■ **Provided material**:
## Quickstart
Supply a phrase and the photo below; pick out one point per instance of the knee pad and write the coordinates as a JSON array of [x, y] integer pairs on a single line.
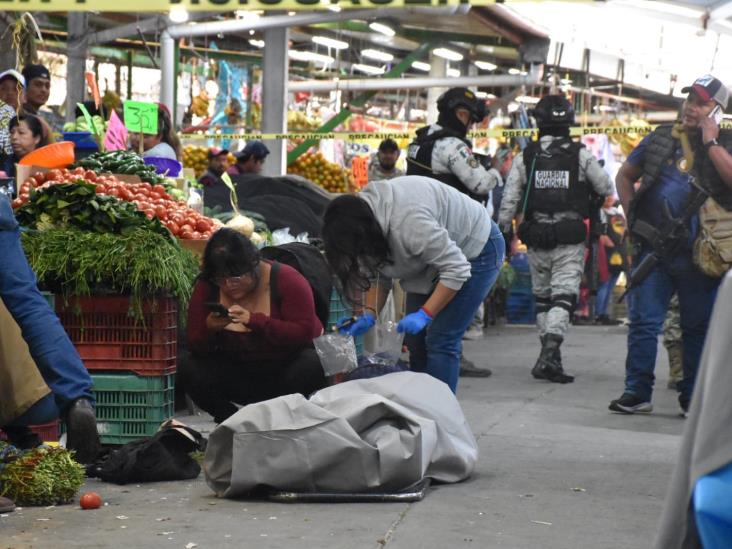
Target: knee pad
[[567, 302], [543, 303]]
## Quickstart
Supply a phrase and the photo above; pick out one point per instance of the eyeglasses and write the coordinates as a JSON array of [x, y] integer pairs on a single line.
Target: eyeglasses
[[234, 280]]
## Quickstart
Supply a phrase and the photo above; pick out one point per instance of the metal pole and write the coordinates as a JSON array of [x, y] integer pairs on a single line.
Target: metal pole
[[274, 89], [167, 70], [78, 26]]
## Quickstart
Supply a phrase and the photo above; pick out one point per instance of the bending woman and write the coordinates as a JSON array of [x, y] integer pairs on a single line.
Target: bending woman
[[440, 243], [251, 324]]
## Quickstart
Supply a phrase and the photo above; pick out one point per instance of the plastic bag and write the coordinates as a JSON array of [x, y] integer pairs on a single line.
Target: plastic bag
[[283, 236], [388, 342], [337, 353]]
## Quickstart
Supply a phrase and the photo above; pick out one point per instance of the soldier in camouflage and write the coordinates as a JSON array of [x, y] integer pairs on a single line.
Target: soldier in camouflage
[[551, 182]]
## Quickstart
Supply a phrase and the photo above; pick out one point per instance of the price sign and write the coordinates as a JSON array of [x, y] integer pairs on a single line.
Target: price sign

■ **Work to be completed**: Return, exactly as written, only those lines that run from the one with "Target: soldier in camouflage" to the last line of the data, both of those lines included.

■ **Solution to the exercise**:
Target: soldier in camouflage
[[551, 182]]
## Quickstart
Supply a phrase and the photo above; pick out one point per instance of the price sign and write the coordinates as a JSON array of [x, y] integer pairs on a single line.
Target: price sign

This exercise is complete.